[Opening Excerpted passage section]

A bluebird couple caught my attention yesterday with their noisy fighting and flapping above the birdhouse. The male flew off to perch on the trellis several feet away. He lodged his complaints to the raspberry vine in a grumpy sequence of whistling, squeaky chirps. The budding vine listened patiently. Bluebird arguments are adorable.
Um…hello lettuce, you little renegade. That is not where I put you to bed. That sneaky wind put you up to this, I bet. You are thriving in the rocks and sand, of all things! I didn’t even know that was possible. And yet here we are.
I’m pretty sure that yellow-flowered plant is spinach. At least it tasted sweetish and spinach-like even after it bolted and bloomed. It looked like it could be broccoli when it started bolting. On my garden map I wrote “beans” in that location. It’s definitely not beans.

[Closing Excerpted passage section]
[Opening Source material section]

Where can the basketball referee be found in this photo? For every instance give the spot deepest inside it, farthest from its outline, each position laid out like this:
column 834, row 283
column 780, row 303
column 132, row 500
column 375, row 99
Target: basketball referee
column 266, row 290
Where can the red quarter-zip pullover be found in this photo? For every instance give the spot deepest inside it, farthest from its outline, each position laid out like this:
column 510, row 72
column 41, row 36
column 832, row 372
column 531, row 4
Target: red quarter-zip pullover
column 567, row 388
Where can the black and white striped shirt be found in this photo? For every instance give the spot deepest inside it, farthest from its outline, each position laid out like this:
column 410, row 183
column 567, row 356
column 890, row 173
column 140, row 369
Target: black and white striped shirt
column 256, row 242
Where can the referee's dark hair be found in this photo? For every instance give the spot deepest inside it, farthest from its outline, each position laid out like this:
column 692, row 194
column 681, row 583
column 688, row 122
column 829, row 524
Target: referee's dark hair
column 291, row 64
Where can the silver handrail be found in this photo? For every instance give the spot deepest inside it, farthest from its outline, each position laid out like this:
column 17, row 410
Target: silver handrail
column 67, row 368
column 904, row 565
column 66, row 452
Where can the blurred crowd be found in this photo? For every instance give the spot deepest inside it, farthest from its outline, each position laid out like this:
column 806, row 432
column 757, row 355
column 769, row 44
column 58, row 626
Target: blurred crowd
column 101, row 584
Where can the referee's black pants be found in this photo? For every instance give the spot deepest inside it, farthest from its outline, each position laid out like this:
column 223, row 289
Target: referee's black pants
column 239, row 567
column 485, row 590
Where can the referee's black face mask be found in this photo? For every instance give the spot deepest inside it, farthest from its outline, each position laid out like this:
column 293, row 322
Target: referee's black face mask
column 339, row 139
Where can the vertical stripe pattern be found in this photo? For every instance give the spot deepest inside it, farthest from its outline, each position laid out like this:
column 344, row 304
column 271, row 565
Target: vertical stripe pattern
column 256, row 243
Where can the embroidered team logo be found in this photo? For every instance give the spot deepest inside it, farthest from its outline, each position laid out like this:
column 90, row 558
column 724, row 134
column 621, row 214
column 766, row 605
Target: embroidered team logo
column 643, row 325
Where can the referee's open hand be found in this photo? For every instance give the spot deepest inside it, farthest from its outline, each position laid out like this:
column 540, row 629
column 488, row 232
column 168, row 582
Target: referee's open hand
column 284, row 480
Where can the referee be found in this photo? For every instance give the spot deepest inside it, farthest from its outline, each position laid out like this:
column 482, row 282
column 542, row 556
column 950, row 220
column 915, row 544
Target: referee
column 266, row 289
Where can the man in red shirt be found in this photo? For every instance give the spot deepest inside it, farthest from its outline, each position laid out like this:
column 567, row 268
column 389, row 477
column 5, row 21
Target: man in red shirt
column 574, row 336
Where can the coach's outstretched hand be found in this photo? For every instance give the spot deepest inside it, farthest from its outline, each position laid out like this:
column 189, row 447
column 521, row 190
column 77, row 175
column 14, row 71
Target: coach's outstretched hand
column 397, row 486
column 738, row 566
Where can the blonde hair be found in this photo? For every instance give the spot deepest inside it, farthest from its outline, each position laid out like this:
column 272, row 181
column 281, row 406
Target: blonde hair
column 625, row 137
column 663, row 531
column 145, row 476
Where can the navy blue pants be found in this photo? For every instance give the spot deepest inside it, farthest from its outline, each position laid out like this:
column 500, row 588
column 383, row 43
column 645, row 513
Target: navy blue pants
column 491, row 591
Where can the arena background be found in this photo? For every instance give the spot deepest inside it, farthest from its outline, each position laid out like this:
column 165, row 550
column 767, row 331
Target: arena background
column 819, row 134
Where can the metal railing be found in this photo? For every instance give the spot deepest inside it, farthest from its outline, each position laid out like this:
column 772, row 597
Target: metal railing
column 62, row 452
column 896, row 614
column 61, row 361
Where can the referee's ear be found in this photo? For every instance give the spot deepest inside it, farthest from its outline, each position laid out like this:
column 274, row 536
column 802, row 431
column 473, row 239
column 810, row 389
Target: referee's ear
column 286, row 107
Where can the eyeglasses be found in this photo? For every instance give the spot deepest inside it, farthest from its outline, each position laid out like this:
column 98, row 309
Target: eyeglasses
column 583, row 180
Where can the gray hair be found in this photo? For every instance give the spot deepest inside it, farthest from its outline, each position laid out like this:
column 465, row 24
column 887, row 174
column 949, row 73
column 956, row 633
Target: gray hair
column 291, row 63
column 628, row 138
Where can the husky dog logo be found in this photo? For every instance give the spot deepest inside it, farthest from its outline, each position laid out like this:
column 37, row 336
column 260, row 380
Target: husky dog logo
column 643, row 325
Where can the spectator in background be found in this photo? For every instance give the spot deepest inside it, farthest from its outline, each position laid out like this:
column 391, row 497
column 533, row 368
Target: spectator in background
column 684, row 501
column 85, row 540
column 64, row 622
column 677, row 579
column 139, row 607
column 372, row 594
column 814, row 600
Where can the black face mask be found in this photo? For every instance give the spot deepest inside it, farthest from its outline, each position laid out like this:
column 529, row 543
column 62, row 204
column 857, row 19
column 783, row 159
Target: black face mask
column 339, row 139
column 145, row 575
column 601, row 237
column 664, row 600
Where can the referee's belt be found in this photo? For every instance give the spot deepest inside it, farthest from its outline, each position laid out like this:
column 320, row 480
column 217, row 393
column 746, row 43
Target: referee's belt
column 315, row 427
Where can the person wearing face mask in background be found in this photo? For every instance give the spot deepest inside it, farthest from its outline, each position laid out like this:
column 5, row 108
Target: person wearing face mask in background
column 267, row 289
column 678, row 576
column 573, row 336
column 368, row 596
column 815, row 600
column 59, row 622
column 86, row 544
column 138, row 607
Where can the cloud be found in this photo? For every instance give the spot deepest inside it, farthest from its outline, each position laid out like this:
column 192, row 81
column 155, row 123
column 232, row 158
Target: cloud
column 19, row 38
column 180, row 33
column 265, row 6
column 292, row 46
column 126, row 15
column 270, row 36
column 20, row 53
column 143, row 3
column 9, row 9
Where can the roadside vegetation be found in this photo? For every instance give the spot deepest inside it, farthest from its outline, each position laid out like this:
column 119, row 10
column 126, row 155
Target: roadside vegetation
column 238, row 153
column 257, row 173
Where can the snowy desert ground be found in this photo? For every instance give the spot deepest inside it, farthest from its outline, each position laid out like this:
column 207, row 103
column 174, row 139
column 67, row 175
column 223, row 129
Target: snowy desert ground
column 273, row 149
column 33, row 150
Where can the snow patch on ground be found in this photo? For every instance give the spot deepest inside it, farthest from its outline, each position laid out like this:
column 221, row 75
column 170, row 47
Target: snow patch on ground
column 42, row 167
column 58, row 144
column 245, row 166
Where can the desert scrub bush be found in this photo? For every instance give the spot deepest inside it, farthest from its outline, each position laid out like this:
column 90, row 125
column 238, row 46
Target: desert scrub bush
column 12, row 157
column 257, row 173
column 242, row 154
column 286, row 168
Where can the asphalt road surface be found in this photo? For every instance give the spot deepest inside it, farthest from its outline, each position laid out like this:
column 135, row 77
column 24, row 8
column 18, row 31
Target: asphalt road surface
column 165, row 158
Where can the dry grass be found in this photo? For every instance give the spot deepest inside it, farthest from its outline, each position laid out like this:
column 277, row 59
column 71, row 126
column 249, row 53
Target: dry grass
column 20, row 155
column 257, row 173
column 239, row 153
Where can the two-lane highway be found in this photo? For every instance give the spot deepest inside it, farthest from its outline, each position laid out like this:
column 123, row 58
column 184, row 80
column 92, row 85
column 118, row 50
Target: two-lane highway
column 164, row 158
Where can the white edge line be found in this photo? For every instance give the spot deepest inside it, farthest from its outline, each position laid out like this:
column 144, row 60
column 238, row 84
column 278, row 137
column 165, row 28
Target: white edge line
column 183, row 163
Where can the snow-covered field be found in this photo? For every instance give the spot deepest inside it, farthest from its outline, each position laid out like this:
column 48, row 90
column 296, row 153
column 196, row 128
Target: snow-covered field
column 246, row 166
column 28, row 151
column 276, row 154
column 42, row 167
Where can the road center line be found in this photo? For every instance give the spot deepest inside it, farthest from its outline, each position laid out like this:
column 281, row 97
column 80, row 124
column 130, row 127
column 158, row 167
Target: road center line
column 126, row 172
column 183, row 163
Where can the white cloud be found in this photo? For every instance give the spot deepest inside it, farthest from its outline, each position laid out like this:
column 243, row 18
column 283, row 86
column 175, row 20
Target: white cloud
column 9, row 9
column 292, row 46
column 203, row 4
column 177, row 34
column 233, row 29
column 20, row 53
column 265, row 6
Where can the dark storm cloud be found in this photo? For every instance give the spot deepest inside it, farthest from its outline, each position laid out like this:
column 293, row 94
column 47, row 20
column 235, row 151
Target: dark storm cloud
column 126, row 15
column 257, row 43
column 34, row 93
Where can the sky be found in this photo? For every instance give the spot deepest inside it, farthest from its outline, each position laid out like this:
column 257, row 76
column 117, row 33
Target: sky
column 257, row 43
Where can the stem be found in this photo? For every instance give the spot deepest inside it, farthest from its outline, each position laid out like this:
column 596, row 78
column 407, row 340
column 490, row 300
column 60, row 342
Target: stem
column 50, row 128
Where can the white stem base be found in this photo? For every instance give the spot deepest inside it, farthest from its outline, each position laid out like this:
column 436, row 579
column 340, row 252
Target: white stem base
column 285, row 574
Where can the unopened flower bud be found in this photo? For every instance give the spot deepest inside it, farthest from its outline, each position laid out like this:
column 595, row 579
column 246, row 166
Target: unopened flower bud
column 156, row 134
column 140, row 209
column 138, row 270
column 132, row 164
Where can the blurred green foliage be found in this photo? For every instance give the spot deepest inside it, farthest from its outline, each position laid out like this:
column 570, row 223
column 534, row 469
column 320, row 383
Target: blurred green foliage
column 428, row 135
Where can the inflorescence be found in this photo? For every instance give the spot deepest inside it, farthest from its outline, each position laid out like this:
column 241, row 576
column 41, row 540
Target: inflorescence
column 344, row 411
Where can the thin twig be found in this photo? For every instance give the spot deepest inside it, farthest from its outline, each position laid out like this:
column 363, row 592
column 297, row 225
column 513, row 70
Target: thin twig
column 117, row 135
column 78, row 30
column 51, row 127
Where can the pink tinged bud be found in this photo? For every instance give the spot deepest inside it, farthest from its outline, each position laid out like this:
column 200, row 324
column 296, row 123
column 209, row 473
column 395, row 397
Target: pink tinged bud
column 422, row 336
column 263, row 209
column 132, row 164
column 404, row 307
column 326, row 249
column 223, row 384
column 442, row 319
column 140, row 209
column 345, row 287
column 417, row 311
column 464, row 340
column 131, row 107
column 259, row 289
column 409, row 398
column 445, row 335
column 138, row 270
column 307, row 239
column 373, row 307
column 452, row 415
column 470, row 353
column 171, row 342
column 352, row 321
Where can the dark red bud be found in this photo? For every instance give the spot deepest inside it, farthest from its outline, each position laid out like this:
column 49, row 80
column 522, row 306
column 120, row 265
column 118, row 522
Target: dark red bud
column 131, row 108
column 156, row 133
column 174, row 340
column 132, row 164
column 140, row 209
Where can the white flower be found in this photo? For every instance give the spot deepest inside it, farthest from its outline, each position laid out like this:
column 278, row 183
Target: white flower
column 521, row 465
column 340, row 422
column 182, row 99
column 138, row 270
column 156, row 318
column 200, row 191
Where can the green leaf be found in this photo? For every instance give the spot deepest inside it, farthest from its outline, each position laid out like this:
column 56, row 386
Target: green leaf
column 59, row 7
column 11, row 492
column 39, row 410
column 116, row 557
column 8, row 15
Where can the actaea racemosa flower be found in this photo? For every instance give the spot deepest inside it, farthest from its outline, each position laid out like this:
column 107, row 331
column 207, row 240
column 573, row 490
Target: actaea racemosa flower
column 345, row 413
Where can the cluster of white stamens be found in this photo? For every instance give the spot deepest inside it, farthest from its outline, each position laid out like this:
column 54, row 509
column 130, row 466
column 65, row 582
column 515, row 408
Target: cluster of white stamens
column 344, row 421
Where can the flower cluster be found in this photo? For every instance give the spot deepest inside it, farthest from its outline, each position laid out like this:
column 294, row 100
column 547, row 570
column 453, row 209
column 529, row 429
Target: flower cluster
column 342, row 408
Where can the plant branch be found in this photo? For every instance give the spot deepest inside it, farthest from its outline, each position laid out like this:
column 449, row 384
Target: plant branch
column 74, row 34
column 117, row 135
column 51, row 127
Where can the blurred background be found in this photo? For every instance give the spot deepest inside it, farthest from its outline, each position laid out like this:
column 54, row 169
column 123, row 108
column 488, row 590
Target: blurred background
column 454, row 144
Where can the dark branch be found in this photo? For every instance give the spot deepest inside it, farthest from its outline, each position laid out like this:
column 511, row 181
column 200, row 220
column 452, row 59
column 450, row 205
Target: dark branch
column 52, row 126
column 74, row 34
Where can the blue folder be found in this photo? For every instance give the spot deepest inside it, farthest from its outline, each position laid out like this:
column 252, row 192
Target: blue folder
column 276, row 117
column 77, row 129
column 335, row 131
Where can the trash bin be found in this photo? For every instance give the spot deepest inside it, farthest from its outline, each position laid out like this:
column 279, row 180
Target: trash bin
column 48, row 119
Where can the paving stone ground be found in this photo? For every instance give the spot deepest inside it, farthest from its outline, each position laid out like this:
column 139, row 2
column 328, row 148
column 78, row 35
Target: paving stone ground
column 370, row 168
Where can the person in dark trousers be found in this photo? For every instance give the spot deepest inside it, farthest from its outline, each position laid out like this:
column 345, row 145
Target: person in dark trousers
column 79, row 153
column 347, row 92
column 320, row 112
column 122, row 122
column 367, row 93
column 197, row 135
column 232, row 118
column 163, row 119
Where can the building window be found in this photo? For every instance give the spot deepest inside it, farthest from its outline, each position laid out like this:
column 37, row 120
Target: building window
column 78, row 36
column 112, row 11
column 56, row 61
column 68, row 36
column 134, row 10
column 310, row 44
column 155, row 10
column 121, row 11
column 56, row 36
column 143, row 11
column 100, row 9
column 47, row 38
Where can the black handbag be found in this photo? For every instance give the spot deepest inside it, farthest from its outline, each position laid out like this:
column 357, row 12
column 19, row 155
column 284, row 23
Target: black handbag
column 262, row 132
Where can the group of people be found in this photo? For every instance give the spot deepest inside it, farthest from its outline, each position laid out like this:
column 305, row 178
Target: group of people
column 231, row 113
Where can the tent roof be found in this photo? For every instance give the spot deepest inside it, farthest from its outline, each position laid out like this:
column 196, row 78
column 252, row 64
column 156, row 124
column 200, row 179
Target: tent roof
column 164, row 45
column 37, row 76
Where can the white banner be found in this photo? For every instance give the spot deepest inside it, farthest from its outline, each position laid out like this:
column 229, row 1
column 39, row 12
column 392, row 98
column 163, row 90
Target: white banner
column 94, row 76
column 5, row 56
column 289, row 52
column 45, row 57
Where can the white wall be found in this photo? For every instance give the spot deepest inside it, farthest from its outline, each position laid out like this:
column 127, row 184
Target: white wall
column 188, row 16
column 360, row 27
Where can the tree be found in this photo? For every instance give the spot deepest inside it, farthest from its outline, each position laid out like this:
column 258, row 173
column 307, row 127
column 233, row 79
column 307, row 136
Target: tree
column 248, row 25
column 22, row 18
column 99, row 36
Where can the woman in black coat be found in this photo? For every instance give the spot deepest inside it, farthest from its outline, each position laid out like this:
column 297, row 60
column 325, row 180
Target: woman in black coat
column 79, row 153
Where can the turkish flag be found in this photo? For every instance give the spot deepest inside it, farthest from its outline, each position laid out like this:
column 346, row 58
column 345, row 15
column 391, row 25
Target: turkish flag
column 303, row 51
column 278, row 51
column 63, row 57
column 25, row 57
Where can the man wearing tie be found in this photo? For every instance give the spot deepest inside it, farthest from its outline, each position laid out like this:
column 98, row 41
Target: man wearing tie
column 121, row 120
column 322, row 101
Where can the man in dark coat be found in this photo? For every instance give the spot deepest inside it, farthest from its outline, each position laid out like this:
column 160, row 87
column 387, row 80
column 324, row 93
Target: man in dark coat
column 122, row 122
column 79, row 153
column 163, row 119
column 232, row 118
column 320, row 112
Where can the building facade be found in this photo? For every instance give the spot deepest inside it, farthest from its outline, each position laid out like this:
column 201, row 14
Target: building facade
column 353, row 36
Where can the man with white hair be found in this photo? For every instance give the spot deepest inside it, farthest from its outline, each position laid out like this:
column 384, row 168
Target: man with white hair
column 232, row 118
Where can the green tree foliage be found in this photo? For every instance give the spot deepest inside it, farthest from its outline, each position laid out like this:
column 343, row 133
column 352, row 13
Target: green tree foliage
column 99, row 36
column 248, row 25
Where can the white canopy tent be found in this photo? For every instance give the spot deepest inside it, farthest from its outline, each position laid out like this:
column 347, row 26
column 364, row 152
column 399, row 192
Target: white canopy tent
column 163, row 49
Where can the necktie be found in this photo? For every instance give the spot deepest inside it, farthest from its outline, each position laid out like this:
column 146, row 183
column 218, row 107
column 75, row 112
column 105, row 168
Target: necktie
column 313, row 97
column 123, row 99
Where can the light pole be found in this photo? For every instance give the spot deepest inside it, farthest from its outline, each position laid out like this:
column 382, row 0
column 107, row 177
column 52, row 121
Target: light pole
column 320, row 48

[Closing Source material section]

:: Questions on the material ::
A - From the garden passage above, extract the text starting at "I’m pretty sure" and ending at "definitely not beans.".
B - Translate this sentence from the garden passage into Spanish: "The budding vine listened patiently."

:: Expected results ::
A -
I’m pretty sure that yellow-flowered plant is spinach. At least it tasted sweetish and spinach-like even after it bolted and bloomed. It looked like it could be broccoli when it started bolting. On my garden map I wrote “beans” in that location. It’s definitely not beans.

B - La enredadera en brote escuchó con paciencia.